▶ Supplied passage:
· · · · ·
It is gonna be a total disaster. But for lawyers, this is wonderful. Confusion and chaos in the law are great for lawyers. And so that’s what I think people are anticipating, that ‘If we create a big enough mess, then we’re going to expand the immigration system overall because the outcome of this is so horrible.

“People from Guatemala, Mexico, Pakistan, Israel, France, Britain, are going to be complaining,” said Kevin Lynn, founder of U.S. Tech Workers. He continued:

Their lobbies are going to be protesting and pushing Congress to write a bill that will open up even more [green cards]. The ethnic lobbies and the corporate interests that are for this, they will never scale back what they’ve already gotten. Instead of a million green cards being let out, I see 1.5 million.

Lofgren’s bill expands the award of green cards to Indian workers from roughly 7,000 per year up to a maximum of 70,000 or year. This ten-fold expansion would dramatically expand the incentive for more Indian graduates to take more jobs in the United States so they can compete to get hired for the H-1B visas that allow them to get green cards.

There is no limit to the number of foreign graduates who can take U.S. jobs — providing they first enroll in U.S. universities so they can qualify for the federal OPT work permits. The OPT  is a huge feeder for the H-1B program, and it helps tech employers avoid hiring independent American professionals in heartland states.

For example, the vast majority of OPT workers in 2017 and 2018 went to work for employers on the coasts, so providing a huge subsidy to employers in the favored states.

In 2017 and 2018, just 659 OPT workers worked for employers in Shelby’s Alabama, while 44,526 workers went to California and 24,6111 went to New York, according to a pro-OPT group that is supported by Mark Zuckerberg’s FWD.us advocacy group.

Unsurprisingly, Lee’s bill is backed by Minority Leader Chuck Schumer (D-NY), and Sen. Kamala Harris (D-CA).

The same report also shows how few of the OPT workers are hired by companies in the states and districts represented by various GOP leaders in the year-end appropriations process. For example, just 627 OPT workers went to employers in McConnell’s (R) Kentucky, 52 went to employers in Sen. Lisa Murkowski’s (R) Alaska, and 138 went to employers in Sen. Susan Collin’s (R) Maine.
· · · · ·
▶ Record excerpts:
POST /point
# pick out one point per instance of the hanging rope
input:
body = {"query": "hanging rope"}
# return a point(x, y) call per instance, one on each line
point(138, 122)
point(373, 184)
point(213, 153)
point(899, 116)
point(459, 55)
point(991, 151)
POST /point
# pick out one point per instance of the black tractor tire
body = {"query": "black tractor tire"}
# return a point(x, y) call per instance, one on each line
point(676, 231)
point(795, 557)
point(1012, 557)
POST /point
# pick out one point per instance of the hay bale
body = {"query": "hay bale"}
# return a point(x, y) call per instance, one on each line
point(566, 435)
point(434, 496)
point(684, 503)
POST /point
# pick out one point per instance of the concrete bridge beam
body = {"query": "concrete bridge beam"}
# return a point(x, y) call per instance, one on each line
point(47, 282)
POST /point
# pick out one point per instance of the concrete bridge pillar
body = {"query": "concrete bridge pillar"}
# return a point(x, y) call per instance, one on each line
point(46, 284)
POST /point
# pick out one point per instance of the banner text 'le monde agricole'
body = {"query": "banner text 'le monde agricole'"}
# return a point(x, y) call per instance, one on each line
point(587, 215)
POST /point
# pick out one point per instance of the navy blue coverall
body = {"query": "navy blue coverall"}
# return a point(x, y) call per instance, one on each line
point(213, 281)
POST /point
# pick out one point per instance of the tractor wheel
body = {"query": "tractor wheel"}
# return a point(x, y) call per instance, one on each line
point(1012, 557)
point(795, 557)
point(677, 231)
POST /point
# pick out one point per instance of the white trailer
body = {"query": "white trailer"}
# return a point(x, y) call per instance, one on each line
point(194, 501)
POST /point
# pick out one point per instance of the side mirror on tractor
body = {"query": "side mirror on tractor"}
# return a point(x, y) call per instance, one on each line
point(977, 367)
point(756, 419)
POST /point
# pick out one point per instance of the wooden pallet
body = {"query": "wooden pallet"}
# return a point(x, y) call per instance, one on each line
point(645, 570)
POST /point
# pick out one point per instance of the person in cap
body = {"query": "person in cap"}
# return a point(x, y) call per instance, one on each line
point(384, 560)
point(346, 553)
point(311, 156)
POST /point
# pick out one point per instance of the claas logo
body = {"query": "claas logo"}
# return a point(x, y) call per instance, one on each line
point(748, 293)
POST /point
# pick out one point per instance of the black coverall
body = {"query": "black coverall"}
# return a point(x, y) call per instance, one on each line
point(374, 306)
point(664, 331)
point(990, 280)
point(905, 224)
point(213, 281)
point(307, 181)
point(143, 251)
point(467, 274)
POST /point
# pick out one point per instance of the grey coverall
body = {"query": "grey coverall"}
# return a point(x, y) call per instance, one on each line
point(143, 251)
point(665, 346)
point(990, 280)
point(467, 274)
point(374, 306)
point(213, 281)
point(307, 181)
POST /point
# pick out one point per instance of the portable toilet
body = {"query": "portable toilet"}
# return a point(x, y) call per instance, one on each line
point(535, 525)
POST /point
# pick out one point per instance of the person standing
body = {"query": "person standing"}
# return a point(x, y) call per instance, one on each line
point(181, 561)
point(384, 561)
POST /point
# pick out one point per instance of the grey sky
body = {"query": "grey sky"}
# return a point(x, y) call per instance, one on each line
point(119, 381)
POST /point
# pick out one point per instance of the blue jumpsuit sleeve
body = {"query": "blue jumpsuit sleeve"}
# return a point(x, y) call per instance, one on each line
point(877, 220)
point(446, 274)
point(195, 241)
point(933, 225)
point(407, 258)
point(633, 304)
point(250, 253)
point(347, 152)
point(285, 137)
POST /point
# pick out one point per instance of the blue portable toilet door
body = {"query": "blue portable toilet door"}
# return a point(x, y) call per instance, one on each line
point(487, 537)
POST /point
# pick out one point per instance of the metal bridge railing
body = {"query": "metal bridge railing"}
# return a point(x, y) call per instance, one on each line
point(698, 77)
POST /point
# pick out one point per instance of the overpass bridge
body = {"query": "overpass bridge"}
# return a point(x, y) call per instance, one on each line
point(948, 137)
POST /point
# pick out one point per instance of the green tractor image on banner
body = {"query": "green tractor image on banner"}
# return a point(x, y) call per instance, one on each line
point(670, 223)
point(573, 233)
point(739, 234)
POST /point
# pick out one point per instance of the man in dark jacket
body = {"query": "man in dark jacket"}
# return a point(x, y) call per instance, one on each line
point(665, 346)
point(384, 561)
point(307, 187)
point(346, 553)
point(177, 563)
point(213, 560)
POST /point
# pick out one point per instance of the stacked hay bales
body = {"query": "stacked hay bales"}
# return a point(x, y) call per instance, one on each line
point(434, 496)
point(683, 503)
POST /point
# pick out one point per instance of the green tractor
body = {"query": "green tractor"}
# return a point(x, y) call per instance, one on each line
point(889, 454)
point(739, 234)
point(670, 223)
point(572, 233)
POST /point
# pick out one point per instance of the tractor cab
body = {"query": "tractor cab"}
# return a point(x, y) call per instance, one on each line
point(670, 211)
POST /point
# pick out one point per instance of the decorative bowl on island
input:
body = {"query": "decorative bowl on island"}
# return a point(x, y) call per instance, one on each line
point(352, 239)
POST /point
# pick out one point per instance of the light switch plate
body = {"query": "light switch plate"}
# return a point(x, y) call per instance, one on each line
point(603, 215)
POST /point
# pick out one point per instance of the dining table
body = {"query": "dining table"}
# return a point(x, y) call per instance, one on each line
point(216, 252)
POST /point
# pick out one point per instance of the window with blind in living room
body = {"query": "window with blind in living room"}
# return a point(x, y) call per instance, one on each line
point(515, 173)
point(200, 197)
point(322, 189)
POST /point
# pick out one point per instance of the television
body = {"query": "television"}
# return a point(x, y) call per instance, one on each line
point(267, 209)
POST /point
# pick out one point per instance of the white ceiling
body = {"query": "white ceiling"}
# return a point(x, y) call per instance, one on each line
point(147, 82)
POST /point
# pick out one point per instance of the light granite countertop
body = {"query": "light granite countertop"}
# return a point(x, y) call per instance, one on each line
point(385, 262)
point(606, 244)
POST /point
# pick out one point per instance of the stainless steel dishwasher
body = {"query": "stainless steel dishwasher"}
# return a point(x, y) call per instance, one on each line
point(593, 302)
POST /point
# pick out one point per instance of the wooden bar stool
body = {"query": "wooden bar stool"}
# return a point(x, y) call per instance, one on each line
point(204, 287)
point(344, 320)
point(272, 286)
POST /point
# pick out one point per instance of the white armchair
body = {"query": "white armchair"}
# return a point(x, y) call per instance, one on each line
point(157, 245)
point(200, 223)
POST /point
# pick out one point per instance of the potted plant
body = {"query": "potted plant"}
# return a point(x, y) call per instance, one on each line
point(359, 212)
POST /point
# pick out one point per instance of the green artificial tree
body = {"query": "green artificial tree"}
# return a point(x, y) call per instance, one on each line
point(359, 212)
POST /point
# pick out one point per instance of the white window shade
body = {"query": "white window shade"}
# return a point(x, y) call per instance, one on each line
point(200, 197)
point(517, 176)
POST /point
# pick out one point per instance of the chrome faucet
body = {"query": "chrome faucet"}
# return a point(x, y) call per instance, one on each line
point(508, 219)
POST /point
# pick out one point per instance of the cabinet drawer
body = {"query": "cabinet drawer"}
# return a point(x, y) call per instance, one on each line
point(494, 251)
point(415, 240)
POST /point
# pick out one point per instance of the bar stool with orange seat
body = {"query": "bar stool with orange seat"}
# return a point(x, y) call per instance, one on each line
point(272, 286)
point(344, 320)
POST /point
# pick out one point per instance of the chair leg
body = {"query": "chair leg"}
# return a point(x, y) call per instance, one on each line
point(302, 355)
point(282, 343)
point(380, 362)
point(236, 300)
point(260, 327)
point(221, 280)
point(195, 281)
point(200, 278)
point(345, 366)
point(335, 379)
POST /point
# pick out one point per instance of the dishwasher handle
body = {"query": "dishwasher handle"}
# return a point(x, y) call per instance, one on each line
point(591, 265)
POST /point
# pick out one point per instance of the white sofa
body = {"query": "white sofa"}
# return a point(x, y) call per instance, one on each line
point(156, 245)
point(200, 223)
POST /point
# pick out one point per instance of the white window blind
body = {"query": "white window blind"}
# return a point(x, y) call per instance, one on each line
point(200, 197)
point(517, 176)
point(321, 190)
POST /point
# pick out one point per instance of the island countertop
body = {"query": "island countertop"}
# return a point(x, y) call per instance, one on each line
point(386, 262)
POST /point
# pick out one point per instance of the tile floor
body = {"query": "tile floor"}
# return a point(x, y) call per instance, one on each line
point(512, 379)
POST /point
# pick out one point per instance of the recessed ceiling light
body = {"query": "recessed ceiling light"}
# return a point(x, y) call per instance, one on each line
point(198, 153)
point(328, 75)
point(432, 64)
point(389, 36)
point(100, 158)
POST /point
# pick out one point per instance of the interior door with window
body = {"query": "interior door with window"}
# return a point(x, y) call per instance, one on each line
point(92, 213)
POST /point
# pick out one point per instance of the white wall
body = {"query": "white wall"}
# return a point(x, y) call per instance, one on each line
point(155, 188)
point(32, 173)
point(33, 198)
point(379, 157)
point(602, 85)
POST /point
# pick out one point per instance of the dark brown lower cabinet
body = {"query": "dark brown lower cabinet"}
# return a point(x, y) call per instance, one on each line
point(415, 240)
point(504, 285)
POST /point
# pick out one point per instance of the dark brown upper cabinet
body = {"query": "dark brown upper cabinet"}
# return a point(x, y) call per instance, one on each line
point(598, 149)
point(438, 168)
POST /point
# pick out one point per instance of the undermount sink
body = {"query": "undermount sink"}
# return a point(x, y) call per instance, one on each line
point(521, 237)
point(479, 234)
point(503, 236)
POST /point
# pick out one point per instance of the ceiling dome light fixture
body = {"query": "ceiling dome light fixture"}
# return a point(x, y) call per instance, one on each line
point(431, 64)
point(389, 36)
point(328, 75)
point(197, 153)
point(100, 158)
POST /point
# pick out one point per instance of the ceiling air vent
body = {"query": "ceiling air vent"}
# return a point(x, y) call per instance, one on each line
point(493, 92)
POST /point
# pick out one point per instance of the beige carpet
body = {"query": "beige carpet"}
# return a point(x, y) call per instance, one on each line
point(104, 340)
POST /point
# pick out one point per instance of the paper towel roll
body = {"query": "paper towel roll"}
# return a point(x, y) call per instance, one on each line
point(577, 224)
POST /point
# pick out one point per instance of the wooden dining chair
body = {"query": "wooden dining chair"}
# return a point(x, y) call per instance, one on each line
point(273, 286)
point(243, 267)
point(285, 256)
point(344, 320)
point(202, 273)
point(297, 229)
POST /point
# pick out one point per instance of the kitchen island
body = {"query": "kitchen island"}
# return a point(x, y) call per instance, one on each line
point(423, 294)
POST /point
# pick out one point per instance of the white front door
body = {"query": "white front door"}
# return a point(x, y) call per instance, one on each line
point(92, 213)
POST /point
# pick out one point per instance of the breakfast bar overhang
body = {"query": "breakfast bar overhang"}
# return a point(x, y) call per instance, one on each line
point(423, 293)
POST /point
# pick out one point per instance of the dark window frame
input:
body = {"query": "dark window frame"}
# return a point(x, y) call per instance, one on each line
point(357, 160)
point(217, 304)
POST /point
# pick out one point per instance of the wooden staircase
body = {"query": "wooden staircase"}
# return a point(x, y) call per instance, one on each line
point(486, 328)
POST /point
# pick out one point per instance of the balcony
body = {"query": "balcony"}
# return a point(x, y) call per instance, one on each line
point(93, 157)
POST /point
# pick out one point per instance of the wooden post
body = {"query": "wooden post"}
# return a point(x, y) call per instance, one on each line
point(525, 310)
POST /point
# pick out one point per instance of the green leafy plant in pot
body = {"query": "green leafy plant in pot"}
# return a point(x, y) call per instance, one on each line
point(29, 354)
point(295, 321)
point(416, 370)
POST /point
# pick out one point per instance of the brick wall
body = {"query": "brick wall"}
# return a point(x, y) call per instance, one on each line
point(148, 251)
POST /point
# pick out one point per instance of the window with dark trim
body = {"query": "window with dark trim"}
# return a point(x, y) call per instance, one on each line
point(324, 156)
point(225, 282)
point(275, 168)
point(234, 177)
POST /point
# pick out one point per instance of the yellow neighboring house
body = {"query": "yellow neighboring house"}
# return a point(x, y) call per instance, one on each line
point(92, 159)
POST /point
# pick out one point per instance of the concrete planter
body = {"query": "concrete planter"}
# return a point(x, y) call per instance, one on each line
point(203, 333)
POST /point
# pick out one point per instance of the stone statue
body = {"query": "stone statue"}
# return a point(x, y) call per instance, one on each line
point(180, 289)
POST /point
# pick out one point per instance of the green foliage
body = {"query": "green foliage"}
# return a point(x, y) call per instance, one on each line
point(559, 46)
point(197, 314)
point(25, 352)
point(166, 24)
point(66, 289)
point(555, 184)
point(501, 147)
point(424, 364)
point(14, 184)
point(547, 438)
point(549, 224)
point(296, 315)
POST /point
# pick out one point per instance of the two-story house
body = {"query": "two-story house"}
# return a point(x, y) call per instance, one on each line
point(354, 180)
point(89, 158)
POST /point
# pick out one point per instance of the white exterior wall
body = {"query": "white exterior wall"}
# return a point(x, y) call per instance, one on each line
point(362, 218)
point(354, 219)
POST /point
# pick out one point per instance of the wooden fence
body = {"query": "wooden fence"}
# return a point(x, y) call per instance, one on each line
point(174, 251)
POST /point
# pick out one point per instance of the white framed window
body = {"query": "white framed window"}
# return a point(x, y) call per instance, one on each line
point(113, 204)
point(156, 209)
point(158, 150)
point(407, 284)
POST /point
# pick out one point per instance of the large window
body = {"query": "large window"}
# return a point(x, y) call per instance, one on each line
· · · · ·
▶ Exercise set:
(a) Using the passage on green cards and OPT work permits above, decide whether each statement agrees with it. Answer yes or no, and quote the deciding words. (i) Lofgren's bill would raise green cards for Indian workers from roughly 7,000 a year to as many as 70,000. (ii) Kevin Lynn expects the number of green cards to shrink. (iii) More OPT workers went to employers in Alaska than to employers in Maine.
(b) Extend the passage on green cards and OPT work permits with one or two paragraphs that follow on from its final sentence, in the same reporting style.

▶ Answers to the exercise:
(a)
(i) Yes: "Lofgren’s bill expands the award of green cards to Indian workers from roughly 7,000 per year up to a maximum of 70,000"
(ii) No: "Instead of a million green cards being let out, I see 1.5 million."
(iii) No: "52 went to employers in Sen. Lisa Murkowski’s (R) Alaska, and 138 went to employers in Sen. Susan Collin’s (R) Maine."

(b)
Without OPT, coastal investors would be pressured to move their jobs, wealth, and real-estate values from their coastal bases to the heartland counties and towns that are home to many young American graduates.

Federal data shows the vast majority of  H-1B workers — and their OPT substitutes — move to the coastal districts. This federal offer of foreign visa workers to fill coastal jobs created by coastal investors reduces investors’ willingness to hire young Americans in heartland towns and cities. That is bad news for the districts represented by GOP  appropriations leaders, such as GOP Rep. Roger Adderholt’s corner of Georgia or GOP Rep. Chuck Fleischmann’s portion of Tennessee. Many young Americans are already being sidelined by the resident population of at least 1.3 million white-collar visa workers.

Under the headline, “Young adults are failing to launch their careers during a pandemic. That could have a lasting generational impact.” the Vox.com website reported December 9:

Julie Francis feels stagnant. She has been stuck, quite literally, in her parent’s home in Michigan since May. It isn’t the worst thing in the world, she acknowledges; many people have suffered worse fates in 2020. But for the past few months, the drudgery of the job-search process has exhausted Francis, a Kettering University graduate in electrical engineering. She logs onto Indeed, Glassdoor, and LinkedIn day after day to submit the same résumé and slightly tailored cover letter, crossing her fingers for a response.

“I had no preference. I was applying everywhere,” the 22-year-old, who graduated this year, said. “I kept a list of every company I spoke to, and I applied to over 200 places and interviewed with five.”